───── TEXTO DE REFERÊNCIA

Pronto, agora vamos realizar o teste qui-quadrado para verificar se esta associação é somente devido ao acaso. Podemos fazer isso através da função add_p() do pacote gtsummary. Ao adicionarmos esta função, as células da tabela são verificadas e o teste estatístico adequado é realizado.

Acompanhe o script abaixo e digite estes comandos em seu RStudio:

# Adicionado o teste estatítico com a função add_p()
tabela_resid_diag_dengue |> add_p()



Observe que o resultado do valor do p foi 0,8. O que isso significa? Como 0,8 é maior que 0,05, não podemos rejeitar a hipótese nula que definimos anteriormente. Assim, temos evidência que não há associação entre a região de residência e a classificação final de Dengue.

Interessante, não é mesmo? Isso faz sentido, pois a dengue está muito espalhada pelo território, sem distinção de local de residência. O mosquito Aedes aegypti não reconhece as barreiras ou fronteiras geográficas.


O teste qui-quadrado \(\chi^2\) também pode ser executado utilizando a função chisq.test(), nativa da linguagem R. O argumento essencial dessa função é um dataframe contendo os dados da tabela 2x2. Observe o script abaixo, no qual criamos o dataframe e usamos o pipe (|>) para executarmos diretamente a função chisq.test.

──────────
───── DADOS EM ESTUDO

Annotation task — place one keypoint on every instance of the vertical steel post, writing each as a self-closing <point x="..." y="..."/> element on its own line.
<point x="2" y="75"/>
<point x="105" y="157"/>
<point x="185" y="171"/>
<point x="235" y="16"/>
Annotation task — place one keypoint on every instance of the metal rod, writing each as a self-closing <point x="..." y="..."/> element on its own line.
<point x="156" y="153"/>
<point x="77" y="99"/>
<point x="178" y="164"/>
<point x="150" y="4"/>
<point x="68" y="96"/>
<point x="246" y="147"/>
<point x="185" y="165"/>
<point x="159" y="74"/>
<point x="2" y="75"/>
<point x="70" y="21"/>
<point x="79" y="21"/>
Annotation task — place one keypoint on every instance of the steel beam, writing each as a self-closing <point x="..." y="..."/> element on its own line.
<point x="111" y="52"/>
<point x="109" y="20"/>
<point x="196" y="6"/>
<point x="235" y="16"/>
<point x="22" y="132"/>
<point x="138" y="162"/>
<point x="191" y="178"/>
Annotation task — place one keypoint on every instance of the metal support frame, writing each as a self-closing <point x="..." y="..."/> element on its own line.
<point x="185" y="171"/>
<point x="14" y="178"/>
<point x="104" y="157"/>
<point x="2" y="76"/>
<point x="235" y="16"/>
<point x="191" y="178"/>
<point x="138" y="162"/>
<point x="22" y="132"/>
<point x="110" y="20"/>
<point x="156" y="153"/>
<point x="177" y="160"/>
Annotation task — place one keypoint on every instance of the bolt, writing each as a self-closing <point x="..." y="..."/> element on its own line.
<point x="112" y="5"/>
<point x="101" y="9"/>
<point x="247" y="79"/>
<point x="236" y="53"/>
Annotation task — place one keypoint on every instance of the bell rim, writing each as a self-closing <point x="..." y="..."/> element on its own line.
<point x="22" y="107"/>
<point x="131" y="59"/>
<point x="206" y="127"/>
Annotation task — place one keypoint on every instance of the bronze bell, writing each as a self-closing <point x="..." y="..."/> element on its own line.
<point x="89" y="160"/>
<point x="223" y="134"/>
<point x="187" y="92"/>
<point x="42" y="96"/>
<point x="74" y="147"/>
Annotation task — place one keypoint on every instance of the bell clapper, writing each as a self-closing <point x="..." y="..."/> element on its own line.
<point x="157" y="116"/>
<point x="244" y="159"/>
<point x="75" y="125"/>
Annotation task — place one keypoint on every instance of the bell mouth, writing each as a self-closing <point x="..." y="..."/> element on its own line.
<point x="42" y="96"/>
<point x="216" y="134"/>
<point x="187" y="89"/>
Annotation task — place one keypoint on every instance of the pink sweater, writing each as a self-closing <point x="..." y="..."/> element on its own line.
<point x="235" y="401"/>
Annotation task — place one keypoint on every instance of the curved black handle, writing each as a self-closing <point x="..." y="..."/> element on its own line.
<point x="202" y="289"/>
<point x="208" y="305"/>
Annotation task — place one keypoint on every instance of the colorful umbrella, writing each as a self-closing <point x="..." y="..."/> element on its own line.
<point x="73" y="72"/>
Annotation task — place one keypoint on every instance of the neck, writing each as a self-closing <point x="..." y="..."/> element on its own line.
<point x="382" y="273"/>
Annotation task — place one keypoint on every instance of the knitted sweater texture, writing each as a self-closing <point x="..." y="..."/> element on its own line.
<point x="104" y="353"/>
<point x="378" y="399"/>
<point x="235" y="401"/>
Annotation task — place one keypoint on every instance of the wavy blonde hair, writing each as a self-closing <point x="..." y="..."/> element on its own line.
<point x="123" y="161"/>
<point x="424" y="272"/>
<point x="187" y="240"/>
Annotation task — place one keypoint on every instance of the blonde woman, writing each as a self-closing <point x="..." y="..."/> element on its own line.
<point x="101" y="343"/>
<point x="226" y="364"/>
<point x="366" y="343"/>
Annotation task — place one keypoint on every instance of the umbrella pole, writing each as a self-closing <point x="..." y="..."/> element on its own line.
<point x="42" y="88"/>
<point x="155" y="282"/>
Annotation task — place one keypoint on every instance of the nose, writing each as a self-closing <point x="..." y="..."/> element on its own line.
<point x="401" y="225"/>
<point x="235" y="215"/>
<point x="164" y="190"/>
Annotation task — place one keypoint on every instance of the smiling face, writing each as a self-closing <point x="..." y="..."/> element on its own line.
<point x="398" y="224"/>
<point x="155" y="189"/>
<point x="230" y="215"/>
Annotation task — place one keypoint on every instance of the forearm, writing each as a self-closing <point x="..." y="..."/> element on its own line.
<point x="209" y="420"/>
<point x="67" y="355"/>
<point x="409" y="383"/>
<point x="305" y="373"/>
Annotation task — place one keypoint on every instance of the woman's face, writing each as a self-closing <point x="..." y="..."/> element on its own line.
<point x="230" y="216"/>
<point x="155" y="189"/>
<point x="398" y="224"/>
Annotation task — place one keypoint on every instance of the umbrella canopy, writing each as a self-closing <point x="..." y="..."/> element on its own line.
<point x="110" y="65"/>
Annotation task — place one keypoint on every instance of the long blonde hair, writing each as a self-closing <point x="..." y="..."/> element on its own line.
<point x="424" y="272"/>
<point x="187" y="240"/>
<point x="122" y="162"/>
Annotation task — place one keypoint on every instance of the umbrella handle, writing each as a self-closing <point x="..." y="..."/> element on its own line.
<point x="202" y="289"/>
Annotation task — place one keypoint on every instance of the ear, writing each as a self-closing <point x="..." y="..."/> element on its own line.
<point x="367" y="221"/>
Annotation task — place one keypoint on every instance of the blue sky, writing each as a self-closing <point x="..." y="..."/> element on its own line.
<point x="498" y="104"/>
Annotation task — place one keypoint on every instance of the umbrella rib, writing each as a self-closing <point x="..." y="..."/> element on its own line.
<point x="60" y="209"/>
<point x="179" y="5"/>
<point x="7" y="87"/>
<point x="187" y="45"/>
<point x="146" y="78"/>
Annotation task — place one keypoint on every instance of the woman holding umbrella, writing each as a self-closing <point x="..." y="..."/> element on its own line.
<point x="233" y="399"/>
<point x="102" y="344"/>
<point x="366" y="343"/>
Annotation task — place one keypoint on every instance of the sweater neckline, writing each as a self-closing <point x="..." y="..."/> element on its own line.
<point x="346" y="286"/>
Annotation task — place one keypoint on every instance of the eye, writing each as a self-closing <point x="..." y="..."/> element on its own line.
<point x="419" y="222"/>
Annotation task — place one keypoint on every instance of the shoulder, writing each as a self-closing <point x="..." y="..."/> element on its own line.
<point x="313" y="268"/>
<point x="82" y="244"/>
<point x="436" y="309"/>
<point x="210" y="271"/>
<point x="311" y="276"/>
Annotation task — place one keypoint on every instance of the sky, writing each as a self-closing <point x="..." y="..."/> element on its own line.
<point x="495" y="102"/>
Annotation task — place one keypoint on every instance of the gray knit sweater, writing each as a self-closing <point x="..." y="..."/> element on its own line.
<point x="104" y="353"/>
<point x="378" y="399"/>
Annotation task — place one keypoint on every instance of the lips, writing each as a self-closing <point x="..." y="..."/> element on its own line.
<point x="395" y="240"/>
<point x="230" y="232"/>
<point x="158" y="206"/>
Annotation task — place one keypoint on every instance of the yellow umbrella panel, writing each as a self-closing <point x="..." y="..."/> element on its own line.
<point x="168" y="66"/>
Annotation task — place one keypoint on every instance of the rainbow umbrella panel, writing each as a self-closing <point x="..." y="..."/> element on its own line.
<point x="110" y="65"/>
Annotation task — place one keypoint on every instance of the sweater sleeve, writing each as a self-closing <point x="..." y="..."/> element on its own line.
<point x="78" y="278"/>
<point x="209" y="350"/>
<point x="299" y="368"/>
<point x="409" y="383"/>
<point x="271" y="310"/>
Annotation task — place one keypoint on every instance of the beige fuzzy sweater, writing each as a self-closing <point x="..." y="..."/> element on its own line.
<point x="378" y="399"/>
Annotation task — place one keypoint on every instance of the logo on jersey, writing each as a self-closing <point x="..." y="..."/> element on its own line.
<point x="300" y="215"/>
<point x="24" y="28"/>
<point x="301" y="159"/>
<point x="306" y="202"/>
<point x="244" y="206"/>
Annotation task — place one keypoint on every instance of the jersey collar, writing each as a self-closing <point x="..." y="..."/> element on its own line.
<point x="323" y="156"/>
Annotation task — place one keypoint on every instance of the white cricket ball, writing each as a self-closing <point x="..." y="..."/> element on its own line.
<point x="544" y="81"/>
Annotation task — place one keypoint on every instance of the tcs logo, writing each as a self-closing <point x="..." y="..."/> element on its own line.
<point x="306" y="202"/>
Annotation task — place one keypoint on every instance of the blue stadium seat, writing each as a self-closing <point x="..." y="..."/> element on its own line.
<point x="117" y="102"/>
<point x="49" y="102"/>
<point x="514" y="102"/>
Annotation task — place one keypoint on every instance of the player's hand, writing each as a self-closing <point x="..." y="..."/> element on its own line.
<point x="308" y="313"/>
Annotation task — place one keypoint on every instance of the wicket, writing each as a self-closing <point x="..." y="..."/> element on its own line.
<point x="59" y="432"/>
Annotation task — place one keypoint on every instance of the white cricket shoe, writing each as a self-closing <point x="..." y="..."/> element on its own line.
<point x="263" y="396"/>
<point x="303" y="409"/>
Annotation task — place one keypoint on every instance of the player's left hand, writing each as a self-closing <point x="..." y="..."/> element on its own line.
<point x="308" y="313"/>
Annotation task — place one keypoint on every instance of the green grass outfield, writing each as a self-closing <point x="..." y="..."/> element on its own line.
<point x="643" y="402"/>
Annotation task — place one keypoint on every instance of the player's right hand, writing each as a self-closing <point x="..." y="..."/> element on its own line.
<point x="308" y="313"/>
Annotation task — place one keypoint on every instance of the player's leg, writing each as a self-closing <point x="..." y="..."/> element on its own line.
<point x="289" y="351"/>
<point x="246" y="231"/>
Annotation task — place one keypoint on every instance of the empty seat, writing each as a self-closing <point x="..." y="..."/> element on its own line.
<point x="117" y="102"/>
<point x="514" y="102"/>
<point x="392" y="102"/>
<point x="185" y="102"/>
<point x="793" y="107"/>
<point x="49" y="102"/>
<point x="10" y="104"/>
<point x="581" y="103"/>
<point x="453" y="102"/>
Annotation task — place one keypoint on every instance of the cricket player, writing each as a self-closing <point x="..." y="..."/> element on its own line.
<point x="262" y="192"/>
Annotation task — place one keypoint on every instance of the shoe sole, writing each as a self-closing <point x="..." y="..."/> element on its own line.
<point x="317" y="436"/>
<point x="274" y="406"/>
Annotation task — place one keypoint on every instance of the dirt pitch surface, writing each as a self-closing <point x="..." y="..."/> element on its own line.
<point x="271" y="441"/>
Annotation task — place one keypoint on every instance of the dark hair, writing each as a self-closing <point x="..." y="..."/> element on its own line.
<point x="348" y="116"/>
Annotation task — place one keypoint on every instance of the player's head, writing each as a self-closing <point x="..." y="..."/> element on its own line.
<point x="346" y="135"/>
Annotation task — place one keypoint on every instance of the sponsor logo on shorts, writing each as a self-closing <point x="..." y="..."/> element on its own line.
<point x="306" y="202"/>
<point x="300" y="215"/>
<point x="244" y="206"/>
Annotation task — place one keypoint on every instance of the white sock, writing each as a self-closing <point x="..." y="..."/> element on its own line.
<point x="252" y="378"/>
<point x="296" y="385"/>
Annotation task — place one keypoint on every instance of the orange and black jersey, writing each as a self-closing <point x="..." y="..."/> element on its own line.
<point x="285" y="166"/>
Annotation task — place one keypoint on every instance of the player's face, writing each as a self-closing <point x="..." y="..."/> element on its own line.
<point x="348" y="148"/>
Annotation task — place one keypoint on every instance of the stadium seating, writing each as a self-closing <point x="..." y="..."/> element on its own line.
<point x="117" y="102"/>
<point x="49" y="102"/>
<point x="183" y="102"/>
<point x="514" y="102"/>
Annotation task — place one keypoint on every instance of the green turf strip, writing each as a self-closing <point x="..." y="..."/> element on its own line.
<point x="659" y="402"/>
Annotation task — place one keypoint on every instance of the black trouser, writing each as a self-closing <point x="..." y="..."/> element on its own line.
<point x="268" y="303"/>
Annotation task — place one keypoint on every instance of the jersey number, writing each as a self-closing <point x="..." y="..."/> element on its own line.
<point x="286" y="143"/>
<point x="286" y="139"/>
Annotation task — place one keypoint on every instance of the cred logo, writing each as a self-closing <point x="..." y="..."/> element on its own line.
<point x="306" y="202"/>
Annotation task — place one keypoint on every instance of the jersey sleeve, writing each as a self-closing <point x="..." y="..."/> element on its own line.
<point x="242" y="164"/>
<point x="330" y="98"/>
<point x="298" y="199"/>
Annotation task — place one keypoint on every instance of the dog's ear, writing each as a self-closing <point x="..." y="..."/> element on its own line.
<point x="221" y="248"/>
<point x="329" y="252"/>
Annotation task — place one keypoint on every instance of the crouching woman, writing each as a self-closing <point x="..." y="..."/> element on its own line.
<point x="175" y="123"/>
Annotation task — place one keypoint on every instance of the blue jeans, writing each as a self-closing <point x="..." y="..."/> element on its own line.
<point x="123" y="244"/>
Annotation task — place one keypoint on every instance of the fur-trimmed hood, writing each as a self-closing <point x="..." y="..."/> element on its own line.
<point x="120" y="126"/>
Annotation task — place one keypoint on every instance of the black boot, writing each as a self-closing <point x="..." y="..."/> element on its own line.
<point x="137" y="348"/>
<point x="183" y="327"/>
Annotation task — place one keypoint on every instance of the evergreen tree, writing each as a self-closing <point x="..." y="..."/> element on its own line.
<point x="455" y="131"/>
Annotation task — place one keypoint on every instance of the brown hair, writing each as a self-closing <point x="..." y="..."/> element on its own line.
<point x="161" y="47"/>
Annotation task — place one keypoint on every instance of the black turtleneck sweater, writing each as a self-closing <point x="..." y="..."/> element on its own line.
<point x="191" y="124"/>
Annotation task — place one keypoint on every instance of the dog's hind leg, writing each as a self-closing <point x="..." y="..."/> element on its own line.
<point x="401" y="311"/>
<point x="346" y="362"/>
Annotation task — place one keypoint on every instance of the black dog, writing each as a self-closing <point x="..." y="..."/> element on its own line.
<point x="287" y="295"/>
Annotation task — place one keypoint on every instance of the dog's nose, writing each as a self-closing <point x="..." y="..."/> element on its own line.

──────────

> **PERGUNTAS**
A: Redigite o trecho do texto sobre o teste qui-quadrado que vai de "Observe que o" até "ou fronteiras geográficas.".
B: Diga se cada afirmação abaixo está de acordo com o texto sobre o teste qui-quadrado. Responda sim ou não e cite as palavras do texto que decidem a questão.
(i) O valor de p encontrado foi 0,8.
(ii) A função chisq.test() vem de um pacote que precisa ser instalado à parte.
(iii) O resultado do teste permitiu rejeitar a hipótese nula.

> **RESPOSTAS DA ATIVIDADE**
A:
Observe que o resultado do valor do p foi 0,8. O que isso significa? Como 0,8 é maior que 0,05, não podemos rejeitar a hipótese nula que definimos anteriormente. Assim, temos evidência que não há associação entre a região de residência e a classificação final de Dengue.

Interessante, não é mesmo? Isso faz sentido, pois a dengue está muito espalhada pelo território, sem distinção de local de residência. O mosquito Aedes aegypti não reconhece as barreiras ou fronteiras geográficas.

B:
(i) Sim: "Observe que o resultado do valor do p foi 0,8."
(ii) Não: "nativa da linguagem R"
(iii) Não: "não podemos rejeitar a hipótese nula que definimos anteriormente"